= What you need to do =
Copy word for word the part of the welfare benefits excerpt that opens with the words containing "Recipients must use" and closes with "are single households.".

= Document excerpt =
= Beginning of Section =

If the mother earns ¥100,000 in Tokyo, she will only receive the difference of ¥93,900 in welfare benefits.
Payments are basically made in cash, but services such as medical and elder care are provided as part of the welfare system.
What are the rights and obligations of recipients?
For the welfare funds they receive, taxes and public dues are deducted. There will be no revisions to the amount of support once it is decided unless the welfare office determines a justifiable reason.
Recipients must use every means possible to lead independent lives, including assets and skills. The government also urges them to find a job should their conditions allow them to do so. Recipients also must follow guidance from caseworkers in their local welfare office to spend their money wisely.
What is the general makeup of the recipients?
Households with members 65 and older make up more than 40 percent of the recipients, followed by households with single mothers with children younger than 18, who make up 34 percent. The rest are mostly people with mental or physical illnesses or serious injuries.
Of the total, more than 70 percent are single households.
The past few years have seen an increase in recipients aged between 20 and 59 who still qualify to be in the workforce. Experts say this reflects the difficulty of finding work amid the tough economic times, and that some people have lost the will to work and are increasingly isolated from society.

= End of Section =

[Region descriptions in natural language]

= Beginning of Section =

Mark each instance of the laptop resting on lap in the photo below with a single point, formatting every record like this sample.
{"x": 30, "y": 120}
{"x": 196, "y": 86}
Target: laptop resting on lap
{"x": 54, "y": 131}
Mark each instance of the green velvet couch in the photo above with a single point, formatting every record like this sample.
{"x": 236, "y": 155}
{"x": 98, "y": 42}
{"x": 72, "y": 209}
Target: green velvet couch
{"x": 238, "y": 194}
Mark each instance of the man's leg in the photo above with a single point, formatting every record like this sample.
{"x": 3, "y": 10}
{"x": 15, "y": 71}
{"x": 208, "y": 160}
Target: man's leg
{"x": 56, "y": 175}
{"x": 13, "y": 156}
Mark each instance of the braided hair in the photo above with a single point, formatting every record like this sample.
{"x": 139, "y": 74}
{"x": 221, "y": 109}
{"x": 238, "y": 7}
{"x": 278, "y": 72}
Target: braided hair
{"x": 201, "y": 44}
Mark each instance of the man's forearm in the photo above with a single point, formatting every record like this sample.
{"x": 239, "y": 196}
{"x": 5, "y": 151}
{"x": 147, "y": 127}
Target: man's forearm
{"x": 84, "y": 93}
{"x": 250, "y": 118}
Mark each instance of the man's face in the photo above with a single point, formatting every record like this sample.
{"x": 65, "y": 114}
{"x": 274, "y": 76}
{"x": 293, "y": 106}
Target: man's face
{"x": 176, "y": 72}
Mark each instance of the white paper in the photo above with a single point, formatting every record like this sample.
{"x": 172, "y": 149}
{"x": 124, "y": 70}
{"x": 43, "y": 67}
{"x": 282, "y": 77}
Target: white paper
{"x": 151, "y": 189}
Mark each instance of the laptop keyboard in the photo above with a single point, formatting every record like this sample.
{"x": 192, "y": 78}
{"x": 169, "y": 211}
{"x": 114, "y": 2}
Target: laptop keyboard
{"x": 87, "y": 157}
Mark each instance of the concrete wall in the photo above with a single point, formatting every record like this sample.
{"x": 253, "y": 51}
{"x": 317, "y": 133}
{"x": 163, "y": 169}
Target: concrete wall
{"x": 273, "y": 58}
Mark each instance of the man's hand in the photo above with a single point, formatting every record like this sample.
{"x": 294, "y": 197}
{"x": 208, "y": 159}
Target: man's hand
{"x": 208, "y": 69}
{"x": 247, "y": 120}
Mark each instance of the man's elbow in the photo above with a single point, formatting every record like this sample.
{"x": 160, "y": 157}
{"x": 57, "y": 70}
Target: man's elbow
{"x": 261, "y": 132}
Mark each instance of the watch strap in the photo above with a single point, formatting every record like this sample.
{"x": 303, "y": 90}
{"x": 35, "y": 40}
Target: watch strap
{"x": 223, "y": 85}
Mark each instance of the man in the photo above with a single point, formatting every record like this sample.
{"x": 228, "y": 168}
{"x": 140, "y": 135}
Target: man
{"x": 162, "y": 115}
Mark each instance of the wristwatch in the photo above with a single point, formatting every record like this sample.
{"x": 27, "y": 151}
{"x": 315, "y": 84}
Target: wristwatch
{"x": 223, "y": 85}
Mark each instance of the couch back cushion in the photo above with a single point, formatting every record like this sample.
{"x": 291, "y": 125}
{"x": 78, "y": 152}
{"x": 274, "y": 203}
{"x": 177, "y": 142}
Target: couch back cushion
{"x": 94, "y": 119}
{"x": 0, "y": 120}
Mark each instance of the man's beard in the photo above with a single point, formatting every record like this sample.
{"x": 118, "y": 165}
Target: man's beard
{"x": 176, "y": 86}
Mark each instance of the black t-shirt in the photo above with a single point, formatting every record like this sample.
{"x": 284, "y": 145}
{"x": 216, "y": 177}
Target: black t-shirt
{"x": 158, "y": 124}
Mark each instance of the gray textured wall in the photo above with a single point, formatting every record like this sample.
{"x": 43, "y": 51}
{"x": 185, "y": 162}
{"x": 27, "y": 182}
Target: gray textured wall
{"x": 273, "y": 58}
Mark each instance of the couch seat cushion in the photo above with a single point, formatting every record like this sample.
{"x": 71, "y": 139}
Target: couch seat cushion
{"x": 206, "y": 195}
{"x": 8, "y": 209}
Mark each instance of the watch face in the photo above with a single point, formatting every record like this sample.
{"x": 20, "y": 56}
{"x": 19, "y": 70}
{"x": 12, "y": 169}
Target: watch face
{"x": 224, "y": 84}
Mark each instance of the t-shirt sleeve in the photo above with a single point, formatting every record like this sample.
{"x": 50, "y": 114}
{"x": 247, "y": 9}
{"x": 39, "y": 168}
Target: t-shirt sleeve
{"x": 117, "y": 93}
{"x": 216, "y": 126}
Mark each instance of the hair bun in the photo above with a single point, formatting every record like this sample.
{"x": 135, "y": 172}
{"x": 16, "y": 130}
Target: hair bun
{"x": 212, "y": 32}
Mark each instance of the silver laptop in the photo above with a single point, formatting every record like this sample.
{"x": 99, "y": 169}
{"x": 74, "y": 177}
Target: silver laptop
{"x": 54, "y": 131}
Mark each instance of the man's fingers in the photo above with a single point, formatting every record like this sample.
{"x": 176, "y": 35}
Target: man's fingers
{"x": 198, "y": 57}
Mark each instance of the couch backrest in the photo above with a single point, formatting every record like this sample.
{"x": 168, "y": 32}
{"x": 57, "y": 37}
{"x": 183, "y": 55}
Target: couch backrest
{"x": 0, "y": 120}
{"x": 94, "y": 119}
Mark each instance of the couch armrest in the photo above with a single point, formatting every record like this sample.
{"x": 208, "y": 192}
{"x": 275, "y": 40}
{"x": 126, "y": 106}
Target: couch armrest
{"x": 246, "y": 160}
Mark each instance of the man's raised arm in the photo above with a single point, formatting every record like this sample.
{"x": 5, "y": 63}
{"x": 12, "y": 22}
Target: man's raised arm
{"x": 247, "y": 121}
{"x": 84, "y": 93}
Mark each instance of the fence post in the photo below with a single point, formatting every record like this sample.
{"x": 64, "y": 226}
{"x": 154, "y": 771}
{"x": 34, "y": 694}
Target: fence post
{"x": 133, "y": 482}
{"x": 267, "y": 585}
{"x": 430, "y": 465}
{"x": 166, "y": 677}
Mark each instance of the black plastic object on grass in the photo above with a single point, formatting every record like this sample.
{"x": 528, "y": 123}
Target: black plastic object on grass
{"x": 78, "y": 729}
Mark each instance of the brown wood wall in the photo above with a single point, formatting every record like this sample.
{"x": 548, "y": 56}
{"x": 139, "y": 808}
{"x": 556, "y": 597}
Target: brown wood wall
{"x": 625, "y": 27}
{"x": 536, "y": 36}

= End of Section =

= Answer to the problem =
Recipients must use every means possible to lead independent lives, including assets and skills. The government also urges them to find a job should their conditions allow them to do so. Recipients also must follow guidance from caseworkers in their local welfare office to spend their money wisely.
What is the general makeup of the recipients?
Households with members 65 and older make up more than 40 percent of the recipients, followed by households with single mothers with children younger than 18, who make up 34 percent. The rest are mostly people with mental or physical illnesses or serious injuries.
Of the total, more than 70 percent are single households.